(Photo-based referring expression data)
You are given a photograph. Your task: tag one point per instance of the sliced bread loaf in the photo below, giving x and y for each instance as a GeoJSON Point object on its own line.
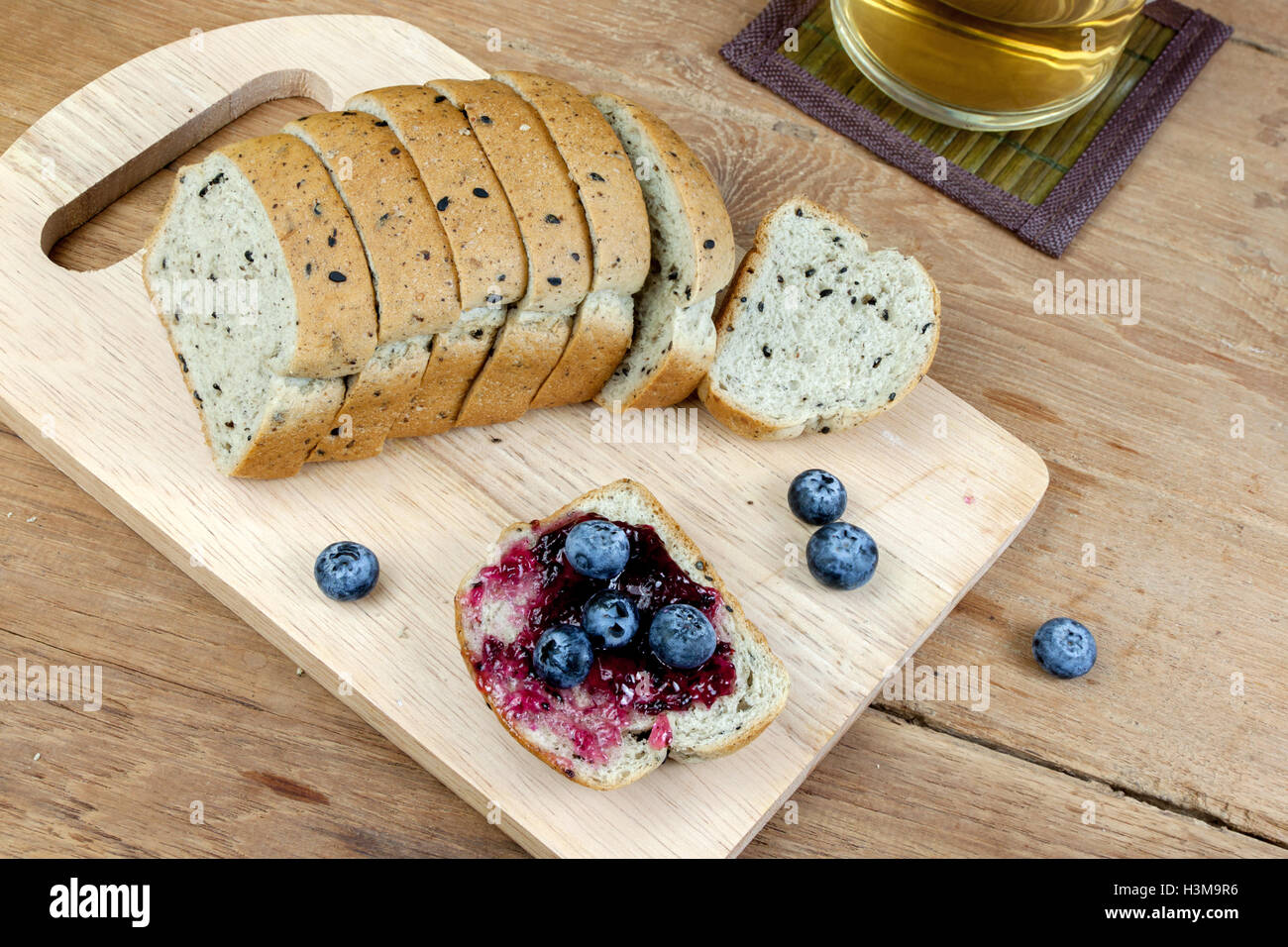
{"type": "Point", "coordinates": [630, 711]}
{"type": "Point", "coordinates": [256, 268]}
{"type": "Point", "coordinates": [617, 218]}
{"type": "Point", "coordinates": [818, 333]}
{"type": "Point", "coordinates": [554, 235]}
{"type": "Point", "coordinates": [692, 250]}
{"type": "Point", "coordinates": [487, 249]}
{"type": "Point", "coordinates": [411, 270]}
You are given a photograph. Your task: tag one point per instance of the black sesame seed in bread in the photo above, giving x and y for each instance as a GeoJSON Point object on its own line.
{"type": "Point", "coordinates": [828, 333]}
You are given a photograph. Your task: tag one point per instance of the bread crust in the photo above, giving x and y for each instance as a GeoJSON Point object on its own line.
{"type": "Point", "coordinates": [599, 339]}
{"type": "Point", "coordinates": [277, 449]}
{"type": "Point", "coordinates": [603, 174]}
{"type": "Point", "coordinates": [745, 421]}
{"type": "Point", "coordinates": [617, 222]}
{"type": "Point", "coordinates": [485, 244]}
{"type": "Point", "coordinates": [522, 357]}
{"type": "Point", "coordinates": [336, 317]}
{"type": "Point", "coordinates": [555, 237]}
{"type": "Point", "coordinates": [411, 263]}
{"type": "Point", "coordinates": [490, 265]}
{"type": "Point", "coordinates": [699, 195]}
{"type": "Point", "coordinates": [455, 361]}
{"type": "Point", "coordinates": [675, 539]}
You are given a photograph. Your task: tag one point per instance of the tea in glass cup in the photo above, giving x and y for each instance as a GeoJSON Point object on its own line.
{"type": "Point", "coordinates": [987, 63]}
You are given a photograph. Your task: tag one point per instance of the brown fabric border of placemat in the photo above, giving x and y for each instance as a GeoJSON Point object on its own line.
{"type": "Point", "coordinates": [1052, 224]}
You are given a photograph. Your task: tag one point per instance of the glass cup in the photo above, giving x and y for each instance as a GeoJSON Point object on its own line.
{"type": "Point", "coordinates": [987, 63]}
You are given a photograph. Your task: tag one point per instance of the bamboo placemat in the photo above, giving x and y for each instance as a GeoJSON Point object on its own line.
{"type": "Point", "coordinates": [1039, 183]}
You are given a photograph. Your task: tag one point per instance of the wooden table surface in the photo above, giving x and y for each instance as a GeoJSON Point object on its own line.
{"type": "Point", "coordinates": [1164, 527]}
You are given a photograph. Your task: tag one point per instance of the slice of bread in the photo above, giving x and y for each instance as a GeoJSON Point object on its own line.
{"type": "Point", "coordinates": [585, 735]}
{"type": "Point", "coordinates": [617, 218]}
{"type": "Point", "coordinates": [256, 268]}
{"type": "Point", "coordinates": [487, 249]}
{"type": "Point", "coordinates": [818, 333]}
{"type": "Point", "coordinates": [411, 270]}
{"type": "Point", "coordinates": [692, 261]}
{"type": "Point", "coordinates": [554, 235]}
{"type": "Point", "coordinates": [692, 239]}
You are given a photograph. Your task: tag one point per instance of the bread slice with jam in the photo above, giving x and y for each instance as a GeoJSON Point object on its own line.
{"type": "Point", "coordinates": [631, 711]}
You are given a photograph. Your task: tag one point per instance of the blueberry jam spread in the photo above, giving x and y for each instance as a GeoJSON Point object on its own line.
{"type": "Point", "coordinates": [627, 685]}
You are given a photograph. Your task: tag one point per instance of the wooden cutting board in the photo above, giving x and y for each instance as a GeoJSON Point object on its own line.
{"type": "Point", "coordinates": [88, 379]}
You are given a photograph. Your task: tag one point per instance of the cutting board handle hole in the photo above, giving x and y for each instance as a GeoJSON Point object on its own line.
{"type": "Point", "coordinates": [111, 221]}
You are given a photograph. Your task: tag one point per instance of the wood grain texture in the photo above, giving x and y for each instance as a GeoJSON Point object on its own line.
{"type": "Point", "coordinates": [390, 656]}
{"type": "Point", "coordinates": [1153, 437]}
{"type": "Point", "coordinates": [200, 707]}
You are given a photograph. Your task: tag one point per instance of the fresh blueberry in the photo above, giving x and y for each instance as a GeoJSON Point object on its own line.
{"type": "Point", "coordinates": [816, 497]}
{"type": "Point", "coordinates": [609, 618]}
{"type": "Point", "coordinates": [682, 637]}
{"type": "Point", "coordinates": [1064, 647]}
{"type": "Point", "coordinates": [562, 656]}
{"type": "Point", "coordinates": [597, 549]}
{"type": "Point", "coordinates": [346, 571]}
{"type": "Point", "coordinates": [841, 556]}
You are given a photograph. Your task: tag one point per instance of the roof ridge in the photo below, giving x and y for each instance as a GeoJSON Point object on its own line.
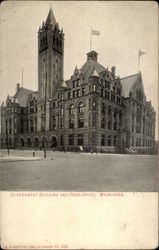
{"type": "Point", "coordinates": [129, 76]}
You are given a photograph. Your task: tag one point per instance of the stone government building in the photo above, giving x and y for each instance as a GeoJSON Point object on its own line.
{"type": "Point", "coordinates": [94, 109]}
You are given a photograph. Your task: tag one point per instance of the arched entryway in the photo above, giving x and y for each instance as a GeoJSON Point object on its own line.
{"type": "Point", "coordinates": [53, 142]}
{"type": "Point", "coordinates": [22, 142]}
{"type": "Point", "coordinates": [36, 142]}
{"type": "Point", "coordinates": [28, 142]}
{"type": "Point", "coordinates": [43, 139]}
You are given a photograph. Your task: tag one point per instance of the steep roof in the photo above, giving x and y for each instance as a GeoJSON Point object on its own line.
{"type": "Point", "coordinates": [127, 84]}
{"type": "Point", "coordinates": [51, 19]}
{"type": "Point", "coordinates": [22, 96]}
{"type": "Point", "coordinates": [88, 68]}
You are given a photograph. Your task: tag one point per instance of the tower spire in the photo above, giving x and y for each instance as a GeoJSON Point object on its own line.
{"type": "Point", "coordinates": [50, 19]}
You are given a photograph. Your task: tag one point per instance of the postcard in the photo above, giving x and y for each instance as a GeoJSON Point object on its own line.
{"type": "Point", "coordinates": [79, 124]}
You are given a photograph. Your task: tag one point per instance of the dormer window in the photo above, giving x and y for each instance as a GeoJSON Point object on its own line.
{"type": "Point", "coordinates": [94, 87]}
{"type": "Point", "coordinates": [62, 96]}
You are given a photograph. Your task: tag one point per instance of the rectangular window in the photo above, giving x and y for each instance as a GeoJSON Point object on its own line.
{"type": "Point", "coordinates": [69, 95]}
{"type": "Point", "coordinates": [81, 122]}
{"type": "Point", "coordinates": [102, 122]}
{"type": "Point", "coordinates": [62, 96]}
{"type": "Point", "coordinates": [102, 140]}
{"type": "Point", "coordinates": [107, 95]}
{"type": "Point", "coordinates": [74, 93]}
{"type": "Point", "coordinates": [78, 92]}
{"type": "Point", "coordinates": [83, 91]}
{"type": "Point", "coordinates": [62, 124]}
{"type": "Point", "coordinates": [61, 139]}
{"type": "Point", "coordinates": [71, 123]}
{"type": "Point", "coordinates": [71, 139]}
{"type": "Point", "coordinates": [101, 92]}
{"type": "Point", "coordinates": [80, 139]}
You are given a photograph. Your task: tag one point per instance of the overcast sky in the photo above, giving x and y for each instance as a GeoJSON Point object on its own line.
{"type": "Point", "coordinates": [125, 27]}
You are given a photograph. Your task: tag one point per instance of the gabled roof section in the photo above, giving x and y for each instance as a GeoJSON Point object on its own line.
{"type": "Point", "coordinates": [50, 19]}
{"type": "Point", "coordinates": [22, 96]}
{"type": "Point", "coordinates": [88, 68]}
{"type": "Point", "coordinates": [127, 84]}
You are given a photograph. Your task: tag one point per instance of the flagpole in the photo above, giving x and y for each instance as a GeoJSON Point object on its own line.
{"type": "Point", "coordinates": [90, 39]}
{"type": "Point", "coordinates": [138, 62]}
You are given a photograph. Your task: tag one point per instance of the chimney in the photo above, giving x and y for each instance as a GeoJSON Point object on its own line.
{"type": "Point", "coordinates": [18, 87]}
{"type": "Point", "coordinates": [113, 70]}
{"type": "Point", "coordinates": [92, 55]}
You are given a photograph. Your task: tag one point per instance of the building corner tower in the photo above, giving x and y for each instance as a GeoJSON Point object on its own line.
{"type": "Point", "coordinates": [50, 64]}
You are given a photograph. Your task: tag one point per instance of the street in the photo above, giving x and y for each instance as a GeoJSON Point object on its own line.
{"type": "Point", "coordinates": [78, 172]}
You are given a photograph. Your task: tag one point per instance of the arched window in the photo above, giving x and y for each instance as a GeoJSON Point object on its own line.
{"type": "Point", "coordinates": [102, 108]}
{"type": "Point", "coordinates": [61, 110]}
{"type": "Point", "coordinates": [71, 110]}
{"type": "Point", "coordinates": [94, 87]}
{"type": "Point", "coordinates": [81, 107]}
{"type": "Point", "coordinates": [109, 110]}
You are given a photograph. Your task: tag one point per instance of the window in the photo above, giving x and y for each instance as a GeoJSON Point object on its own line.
{"type": "Point", "coordinates": [118, 99]}
{"type": "Point", "coordinates": [81, 107]}
{"type": "Point", "coordinates": [94, 87]}
{"type": "Point", "coordinates": [109, 124]}
{"type": "Point", "coordinates": [78, 92]}
{"type": "Point", "coordinates": [81, 122]}
{"type": "Point", "coordinates": [53, 122]}
{"type": "Point", "coordinates": [107, 95]}
{"type": "Point", "coordinates": [71, 139]}
{"type": "Point", "coordinates": [114, 141]}
{"type": "Point", "coordinates": [109, 110]}
{"type": "Point", "coordinates": [62, 124]}
{"type": "Point", "coordinates": [43, 122]}
{"type": "Point", "coordinates": [69, 95]}
{"type": "Point", "coordinates": [61, 139]}
{"type": "Point", "coordinates": [78, 83]}
{"type": "Point", "coordinates": [94, 119]}
{"type": "Point", "coordinates": [71, 109]}
{"type": "Point", "coordinates": [102, 108]}
{"type": "Point", "coordinates": [83, 91]}
{"type": "Point", "coordinates": [71, 123]}
{"type": "Point", "coordinates": [74, 84]}
{"type": "Point", "coordinates": [102, 122]}
{"type": "Point", "coordinates": [74, 93]}
{"type": "Point", "coordinates": [94, 103]}
{"type": "Point", "coordinates": [109, 140]}
{"type": "Point", "coordinates": [112, 97]}
{"type": "Point", "coordinates": [101, 92]}
{"type": "Point", "coordinates": [80, 139]}
{"type": "Point", "coordinates": [61, 110]}
{"type": "Point", "coordinates": [115, 125]}
{"type": "Point", "coordinates": [102, 140]}
{"type": "Point", "coordinates": [62, 96]}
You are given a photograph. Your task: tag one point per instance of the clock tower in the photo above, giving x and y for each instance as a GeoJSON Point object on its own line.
{"type": "Point", "coordinates": [50, 58]}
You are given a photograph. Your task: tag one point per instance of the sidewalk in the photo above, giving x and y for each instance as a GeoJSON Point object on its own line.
{"type": "Point", "coordinates": [19, 158]}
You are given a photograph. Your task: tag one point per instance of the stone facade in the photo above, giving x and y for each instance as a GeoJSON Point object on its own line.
{"type": "Point", "coordinates": [93, 110]}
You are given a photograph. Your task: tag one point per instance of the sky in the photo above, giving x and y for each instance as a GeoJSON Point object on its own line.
{"type": "Point", "coordinates": [125, 27]}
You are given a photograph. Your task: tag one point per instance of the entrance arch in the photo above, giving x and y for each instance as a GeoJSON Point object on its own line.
{"type": "Point", "coordinates": [36, 142]}
{"type": "Point", "coordinates": [53, 141]}
{"type": "Point", "coordinates": [22, 142]}
{"type": "Point", "coordinates": [28, 142]}
{"type": "Point", "coordinates": [43, 138]}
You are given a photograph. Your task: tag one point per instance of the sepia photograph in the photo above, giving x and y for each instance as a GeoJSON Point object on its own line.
{"type": "Point", "coordinates": [79, 115]}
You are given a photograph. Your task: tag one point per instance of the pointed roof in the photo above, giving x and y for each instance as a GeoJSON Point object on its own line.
{"type": "Point", "coordinates": [94, 73]}
{"type": "Point", "coordinates": [88, 68]}
{"type": "Point", "coordinates": [50, 19]}
{"type": "Point", "coordinates": [127, 84]}
{"type": "Point", "coordinates": [22, 96]}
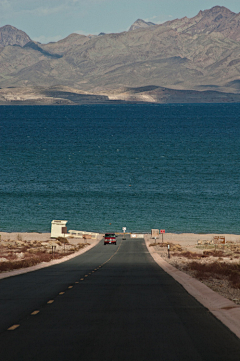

• Task item
Nothing but the lines from the one that contains "of the sepia" through the last line of the records belongs in the answer, reproduced exactly, with no pictures.

• Solution for this exercise
You are given a photograph. Your task: tag one point per instance of the sepia photograph in the photo above, giving x and y for each instance as a GeoJSON Point object on its own line.
{"type": "Point", "coordinates": [79, 115]}
You are given a photograph. Your task: tag one point per instance of the pointed roof in the photo above, giving x and y for each instance as a GeoJSON Point object on its own line.
{"type": "Point", "coordinates": [94, 73]}
{"type": "Point", "coordinates": [88, 68]}
{"type": "Point", "coordinates": [50, 19]}
{"type": "Point", "coordinates": [127, 84]}
{"type": "Point", "coordinates": [22, 96]}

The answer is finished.